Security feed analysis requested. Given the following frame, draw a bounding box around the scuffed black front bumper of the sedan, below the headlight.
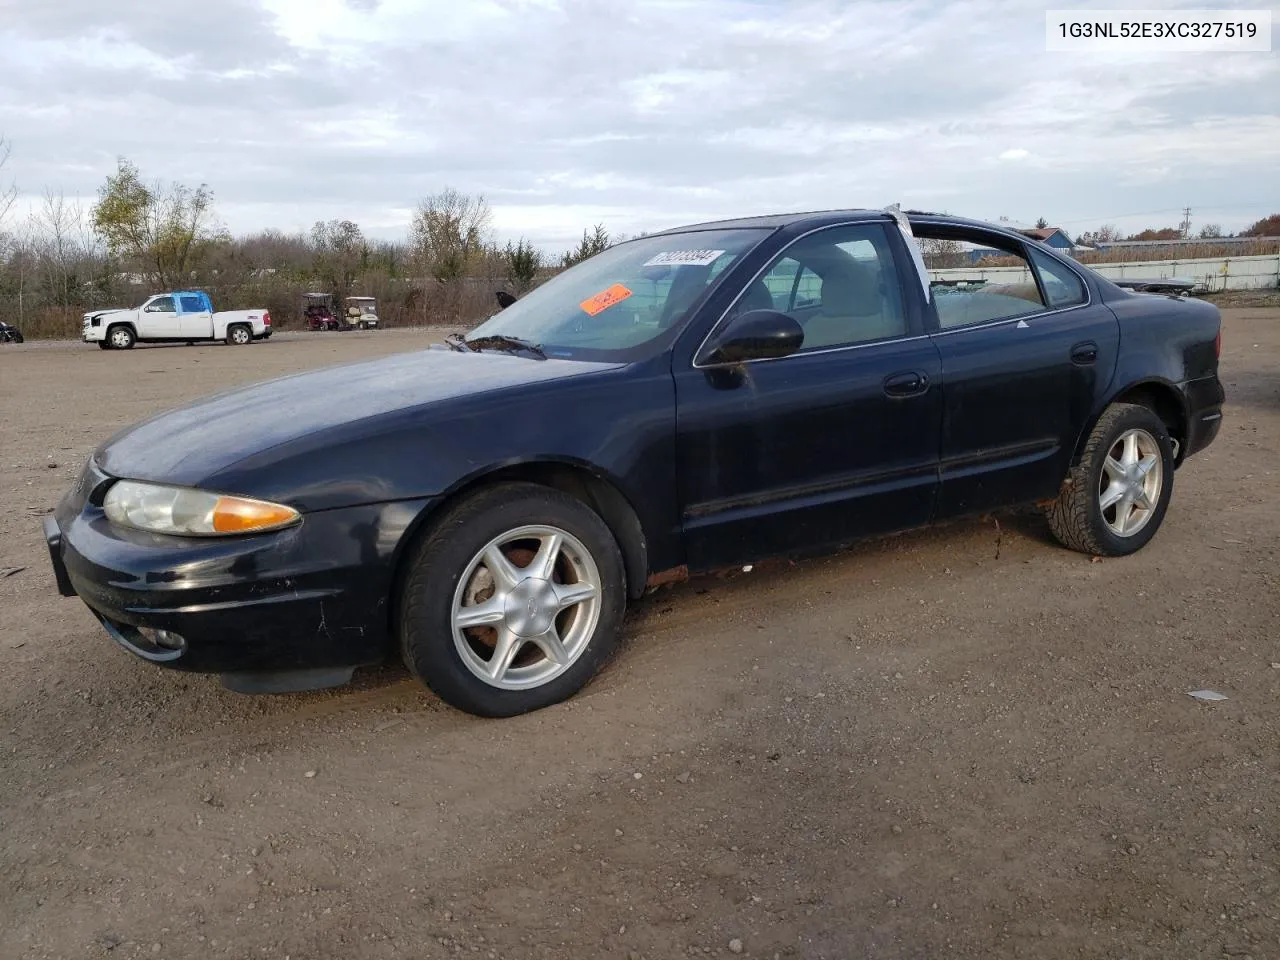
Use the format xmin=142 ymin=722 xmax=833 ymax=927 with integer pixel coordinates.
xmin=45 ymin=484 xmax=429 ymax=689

==

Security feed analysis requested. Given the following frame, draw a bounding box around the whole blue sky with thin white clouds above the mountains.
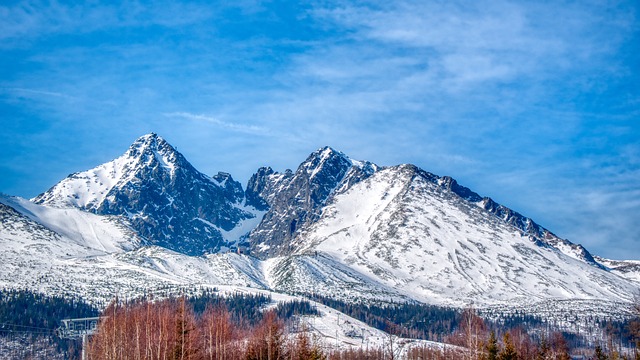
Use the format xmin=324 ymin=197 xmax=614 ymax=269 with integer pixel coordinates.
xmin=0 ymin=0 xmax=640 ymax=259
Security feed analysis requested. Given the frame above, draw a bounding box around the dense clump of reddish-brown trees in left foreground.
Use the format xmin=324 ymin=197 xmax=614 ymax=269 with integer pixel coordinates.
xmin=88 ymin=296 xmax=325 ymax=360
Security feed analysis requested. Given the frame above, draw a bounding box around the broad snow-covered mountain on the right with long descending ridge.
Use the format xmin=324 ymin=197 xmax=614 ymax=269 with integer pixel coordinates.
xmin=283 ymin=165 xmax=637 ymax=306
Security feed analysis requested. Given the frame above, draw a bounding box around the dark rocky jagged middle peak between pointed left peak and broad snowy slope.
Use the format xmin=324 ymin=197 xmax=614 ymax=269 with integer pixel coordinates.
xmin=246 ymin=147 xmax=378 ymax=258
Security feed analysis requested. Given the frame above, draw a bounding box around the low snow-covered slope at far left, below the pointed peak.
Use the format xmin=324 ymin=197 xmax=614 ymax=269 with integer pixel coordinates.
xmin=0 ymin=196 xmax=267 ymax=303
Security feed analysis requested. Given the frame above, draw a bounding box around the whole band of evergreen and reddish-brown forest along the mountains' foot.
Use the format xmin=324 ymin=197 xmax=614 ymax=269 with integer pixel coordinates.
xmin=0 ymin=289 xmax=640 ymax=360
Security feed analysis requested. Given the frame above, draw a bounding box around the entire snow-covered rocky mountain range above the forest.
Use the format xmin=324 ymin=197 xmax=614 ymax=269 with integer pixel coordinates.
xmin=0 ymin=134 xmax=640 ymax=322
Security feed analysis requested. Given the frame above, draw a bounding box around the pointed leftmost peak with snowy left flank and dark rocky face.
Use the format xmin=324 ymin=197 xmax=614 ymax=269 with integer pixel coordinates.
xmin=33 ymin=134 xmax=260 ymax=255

Task details => Take every line above carrying "left" and return it.

Solved exercise =>
Security feed analysis requested. Given the frame above, draw a bounding box around the dense clump of reddish-brown trees in left foreground.
Security feed analysis requested. Given the frame above, draw a bounding box around the dark rocky jagged middle peak between pointed left peak and broad snowy slope.
Security feed analysis requested. Given the frame above, draw a bounding box around the low snow-covered slope at far left, below the pointed peak.
Security feed analysis requested. Given the frame above, draw a bounding box around the pointed leftmost peak with snowy left flank and dark rocky face.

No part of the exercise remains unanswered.